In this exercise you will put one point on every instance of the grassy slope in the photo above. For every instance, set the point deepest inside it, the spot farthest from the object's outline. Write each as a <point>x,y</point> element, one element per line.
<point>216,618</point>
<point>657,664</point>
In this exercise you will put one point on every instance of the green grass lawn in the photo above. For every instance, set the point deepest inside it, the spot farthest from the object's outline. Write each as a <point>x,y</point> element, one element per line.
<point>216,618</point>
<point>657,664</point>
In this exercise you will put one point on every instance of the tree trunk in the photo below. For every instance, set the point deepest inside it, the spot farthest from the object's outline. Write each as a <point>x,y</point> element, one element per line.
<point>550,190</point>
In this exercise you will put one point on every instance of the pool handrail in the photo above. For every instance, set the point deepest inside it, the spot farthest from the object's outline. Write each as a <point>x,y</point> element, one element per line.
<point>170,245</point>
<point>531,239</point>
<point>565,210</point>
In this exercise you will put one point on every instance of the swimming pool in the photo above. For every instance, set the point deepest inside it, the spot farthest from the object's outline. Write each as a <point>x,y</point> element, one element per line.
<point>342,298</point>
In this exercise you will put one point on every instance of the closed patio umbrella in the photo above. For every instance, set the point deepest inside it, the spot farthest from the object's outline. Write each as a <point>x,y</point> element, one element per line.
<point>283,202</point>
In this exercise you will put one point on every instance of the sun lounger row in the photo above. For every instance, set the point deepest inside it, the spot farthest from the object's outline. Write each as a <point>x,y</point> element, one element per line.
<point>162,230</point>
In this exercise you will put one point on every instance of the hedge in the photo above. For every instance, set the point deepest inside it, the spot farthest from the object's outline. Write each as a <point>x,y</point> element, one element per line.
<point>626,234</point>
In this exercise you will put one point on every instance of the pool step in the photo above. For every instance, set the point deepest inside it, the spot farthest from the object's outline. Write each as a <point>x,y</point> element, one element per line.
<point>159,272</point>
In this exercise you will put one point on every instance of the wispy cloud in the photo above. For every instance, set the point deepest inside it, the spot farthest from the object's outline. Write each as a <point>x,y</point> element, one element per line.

----------

▸ Exercise objective
Set the entries above down again, each one exactly as written.

▸ Answer for this exercise
In this exercise you will put one point on every instance of the grassy slope in the photo above. For every instance, set the point deepest inside it, the spot farthest from the object's outline. Write each as a <point>x,y</point> element, one element per line.
<point>216,618</point>
<point>657,664</point>
In this exercise you will put one point on every instance of the green grass lawn in the photo above. For every instance, set the point deepest inside it, the spot farthest from the object's outline. Write each as a <point>x,y</point> element, one element per line.
<point>216,618</point>
<point>657,664</point>
In this exercise you will put one point on every instance of the tree trunk in the photo below. For every instance, set the point deepest inside it, the spot farthest from the object's outline. Write each as a <point>x,y</point> element, one element per line.
<point>550,190</point>
In this exercise you will put one point on every instance of the pool handrail in the photo above. For every instance, set the point deepest inside it, the spot farthest from the object's outline. Write each as a <point>x,y</point> element, one element per line.
<point>170,245</point>
<point>531,239</point>
<point>565,210</point>
In this exercise you will put one point on every instance of the swimming pool in the photo above. For every instance, set the point deepest inside it, the spot farthest from the object's outline. Write each as a <point>x,y</point> element, one element per line.
<point>342,298</point>
In this exercise you will put one point on every instance of the closed patio umbrella in the photo above. For every instance, set the point deepest inside it, the spot farthest from the object's outline. Write each as a <point>x,y</point> element, one element per line.
<point>283,202</point>
In this exercise you will put one point on every instance of the sun lounger row in the photo above. For every instance, set the point deepest inside it, the spot farthest from the object's outline. Write each as a <point>x,y</point> element, one element per line.
<point>162,230</point>
In this exercise you will put one point on every instance of the hedge in the photo above. For every instance, set the point deepest inside it, the spot farthest from the object's outline. Write each as a <point>x,y</point> element, one element per line.
<point>626,234</point>
In this exercise you will put one point on every instance of the pool step in the photo above. For every instance, set the point deepest inside it, the spot farthest from the object's outline. Write each as a <point>x,y</point> element, one element per line.
<point>159,272</point>
In this exercise you will put one point on every instance of the wispy cloud in the photo above. For every instance, set the point deepest inside it, the spot farthest from the object's outline. Write each as a <point>x,y</point> element, one element per line.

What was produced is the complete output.